[Problem to work on] Return the passage of the inverse trigonometry problem below from "The value of" to "inverse trigonometric functions.", copied word for word.

[Text passage]
Question

The value of \(\cos^{-1}\left(-\frac{\sqrt{3}}{2}\right) + \sin^{-1}\left(\frac{1}{2}\right)\) is equal to

• A. $\frac{\pi}{3}$
• B. $\frac{\pi}{4}$
• C. $\frac{\pi}{6}$
• D. $\frac{\pi}{2}$
• E. $\pi$

Hint:

Always check principal value ranges before evaluating inverse trigonometric functions.

Answer 1

Answer: (E)

Concept: Use principal value ranges: \[ \sin^{-1}x \in \left[-\frac{\pi}{2}, \frac{\pi}{2}\right], \quad \cos^{-1}x \in [0, \pi] \]

Step 1: Evaluate $\cos^{-1}\left(-\frac{\sqrt{3}}{2}\right)$
We know: \[ \cos\theta = -\frac{\sqrt{3}}{2} \] Reference angle: \[ \frac{\pi}{6} \] Since cosine is negative in second quadrant and $\cos^{-1}x \in [0,\pi]$: \[ \cos^{-1}\left(-\frac{\sqrt{3}}{2}\right) = \pi - \frac{\pi}{6} = \frac{5\pi}{6} \]

Step 2: Evaluate $\sin^{-1}\left(\frac{1}{2}\right)$
\[ \sin\theta = \frac{1}{2} \Rightarrow \theta = \frac{\pi}{6} \] Since $\sin^{-1}x \in \left[-\frac{\pi}{2}, \frac{\pi}{2}\right]$: \[ \sin^{-1}\left(\frac{1}{2}\right) = \frac{\pi}{6} \]

Step 3: Add both values
\[ \frac{5\pi}{6} + \frac{\pi}{6} = \pi \] Final Conclusion:
Option (E)

[Supplied material]
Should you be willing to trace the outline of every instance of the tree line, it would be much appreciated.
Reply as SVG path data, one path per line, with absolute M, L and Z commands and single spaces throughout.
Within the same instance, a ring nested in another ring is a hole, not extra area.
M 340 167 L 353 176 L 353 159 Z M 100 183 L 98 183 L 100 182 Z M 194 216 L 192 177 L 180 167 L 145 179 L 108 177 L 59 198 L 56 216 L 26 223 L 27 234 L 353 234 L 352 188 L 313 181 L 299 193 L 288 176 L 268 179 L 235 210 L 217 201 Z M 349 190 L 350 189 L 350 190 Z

[Solution below]
The value of \(\cos^{-1}\left(-\frac{\sqrt{3}}{2}\right) + \sin^{-1}\left(\frac{1}{2}\right)\) is equal to

• A. $\frac{\pi}{3}$
• B. $\frac{\pi}{4}$
• C. $\frac{\pi}{6}$
• D. $\frac{\pi}{2}$
• E. $\pi$

Hint:

Always check principal value ranges before evaluating inverse trigonometric functions.